**ЗАДАНИЯ:**
**A.** В каком году, согласно тексту о Николае Цискаридзе, ему было присвоено звание «Народный артист Российской Федерации»?
**B.** Выпишите из текста о Николае Цискаридзе без изменений фрагмент, который открывается словами, содержащими «Марина Тимашева: Николай», и завершается словами «Государственная премия России.».

*** ИСХОДНЫЙ ТЕКСТ ***

У нас в гостях – Николай Цискаридзе

У нас в гостях – Николай Цискаридзе


Марина Тимашева: Николай Цискаридзе закончил Московское хореографическое училище, в том же 1992 году начал работать в Большом театре. В 1995 году завоевал II премию Международного конкурса артистов балета в Осаке (Япония). В 1997 году - I премия Международного конкурса артистов балета в Москве . 1999 году - приз ''Benois de la Danse'' и премия ''Золотая маска''. 2000 год - премия Москвы в области литературы и искусства и вторая ''Золотая маска''. 2001 год - звание ''Народный артист Российской Федерации'' и Государственная премия России.
В 2000 году назван лучшим танцором года итальянским журналом ''DANZA & DANZA''.
В 2003 году получил премии ''Триумф'', третью ''Золотую маску'' и вторую Государственную премию России. Награжден Орденом Чести в Грузии.

*** ФРАГМЕНТ ДАННЫХ ***

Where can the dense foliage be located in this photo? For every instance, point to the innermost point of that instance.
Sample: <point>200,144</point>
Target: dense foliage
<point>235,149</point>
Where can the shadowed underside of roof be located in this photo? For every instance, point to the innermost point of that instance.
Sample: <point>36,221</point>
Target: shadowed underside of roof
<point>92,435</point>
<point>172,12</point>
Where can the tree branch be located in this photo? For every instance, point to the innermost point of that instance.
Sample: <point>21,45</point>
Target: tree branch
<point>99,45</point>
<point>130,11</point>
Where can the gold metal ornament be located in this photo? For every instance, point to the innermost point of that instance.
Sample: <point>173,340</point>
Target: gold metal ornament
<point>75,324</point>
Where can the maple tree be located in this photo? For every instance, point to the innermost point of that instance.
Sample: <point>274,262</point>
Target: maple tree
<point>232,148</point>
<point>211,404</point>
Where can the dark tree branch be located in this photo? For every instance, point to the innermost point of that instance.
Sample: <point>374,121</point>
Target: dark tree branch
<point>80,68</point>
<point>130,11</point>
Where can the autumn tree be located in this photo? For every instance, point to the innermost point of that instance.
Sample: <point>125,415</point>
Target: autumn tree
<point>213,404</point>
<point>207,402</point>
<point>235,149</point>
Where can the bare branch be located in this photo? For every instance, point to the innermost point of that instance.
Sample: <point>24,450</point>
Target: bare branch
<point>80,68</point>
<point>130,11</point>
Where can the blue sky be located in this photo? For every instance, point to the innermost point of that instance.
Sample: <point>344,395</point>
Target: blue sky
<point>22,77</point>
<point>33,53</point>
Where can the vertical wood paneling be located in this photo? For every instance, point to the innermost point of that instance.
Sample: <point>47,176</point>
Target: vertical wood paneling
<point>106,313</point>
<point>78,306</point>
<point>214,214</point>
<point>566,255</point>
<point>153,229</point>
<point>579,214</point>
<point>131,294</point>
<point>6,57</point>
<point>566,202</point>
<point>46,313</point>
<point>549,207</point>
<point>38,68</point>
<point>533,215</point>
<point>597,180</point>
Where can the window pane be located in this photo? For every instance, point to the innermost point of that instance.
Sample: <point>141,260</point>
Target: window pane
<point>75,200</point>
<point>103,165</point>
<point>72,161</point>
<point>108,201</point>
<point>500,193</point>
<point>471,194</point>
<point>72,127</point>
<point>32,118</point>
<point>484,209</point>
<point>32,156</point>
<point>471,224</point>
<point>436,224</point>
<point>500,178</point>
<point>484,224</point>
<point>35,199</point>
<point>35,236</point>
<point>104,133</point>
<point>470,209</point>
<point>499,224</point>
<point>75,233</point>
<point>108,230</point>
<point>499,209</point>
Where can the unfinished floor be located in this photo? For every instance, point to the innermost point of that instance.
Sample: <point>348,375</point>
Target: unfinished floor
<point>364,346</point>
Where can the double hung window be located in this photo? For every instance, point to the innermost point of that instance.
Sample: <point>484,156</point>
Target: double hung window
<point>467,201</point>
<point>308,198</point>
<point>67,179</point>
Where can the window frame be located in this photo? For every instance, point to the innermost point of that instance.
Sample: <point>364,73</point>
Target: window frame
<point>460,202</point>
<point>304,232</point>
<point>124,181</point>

***

**ОТВЕТЫ ПО ЗАДАНИЯМ:**
**A.** В 2001 году.

**B.**
Марина Тимашева: Николай Цискаридзе закончил Московское хореографическое училище, в том же 1992 году начал работать в Большом театре. В 1995 году завоевал II премию Международного конкурса артистов балета в Осаке (Япония). В 1997 году - I премия Международного конкурса артистов балета в Москве . 1999 году - приз ''Benois de la Danse'' и премия ''Золотая маска''. 2000 год - премия Москвы в области литературы и искусства и вторая ''Золотая маска''. 2001 год - звание ''Народный артист Российской Федерации'' и Государственная премия России.